Reading passage —
What Sigmund Freud believed, in typical Freud fashion, is that fetishes came from the first thing a child sees when they realize their mom doesn’t have a penis — the ‘ole “castration complex” in which the fetish is actually a substitute for the missing penis.

Other psychologists have said that, if we’re just talking about people who feel stimulated from specific objects or actions, then it’s highly unlikely that genetic makeup is driving that reaction. However, body-related preferences could be from a genetic predisposition — something in your evolutionary past made you overtly value long toes or thick calves.

Another hypothesis is that people get a sexual preference for a specific element because it’s come to be associated with sex — a particular study found that adult men could be conditioned to associate boots with arousal. Meanwhile, other psychologists believe that a fetish may come from what one saw, and later associates with, their first sexual encounter.

What is certain is, if you’re with a partner you feel comfortable with, if you want to see if you have a fetish, or kink, or paraphilia, the best thing you can do is be honest about it.

“If I could impart some advice to others, I want to say that communication is key,” an anonymous Reddit user replied in an interview with Inverse. “Your partner can’t know what your kinks are if you don’t tell them.

“And even if it weirded my girlfriend out and she didn’t want to participate, I would shrug it off.”

Task description — Summarize the passage on where fetishes come from in two sentences.

The data —
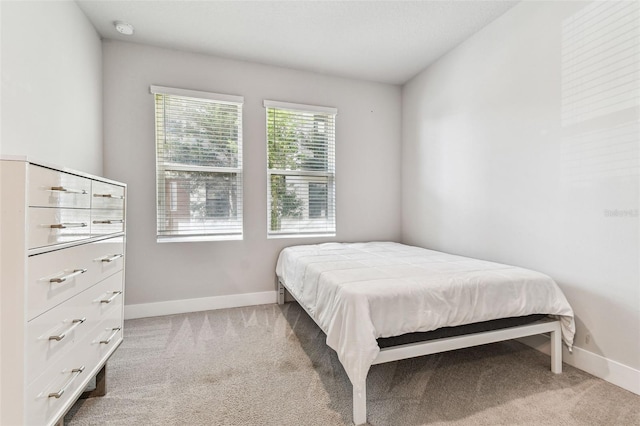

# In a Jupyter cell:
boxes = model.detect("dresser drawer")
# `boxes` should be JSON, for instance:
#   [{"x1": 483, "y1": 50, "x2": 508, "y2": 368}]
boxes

Solution to the problem — Proposed explanations for fetishes include Freud's castration complex, a possible genetic predisposition for body-related preferences (though not for objects or actions), conditioning that links something with arousal, and associations with what one saw during a first sexual encounter. Whatever the origin, being honest with a partner one feels comfortable with is described as the best approach, and an anonymous Reddit user interviewed by Inverse says communication is key.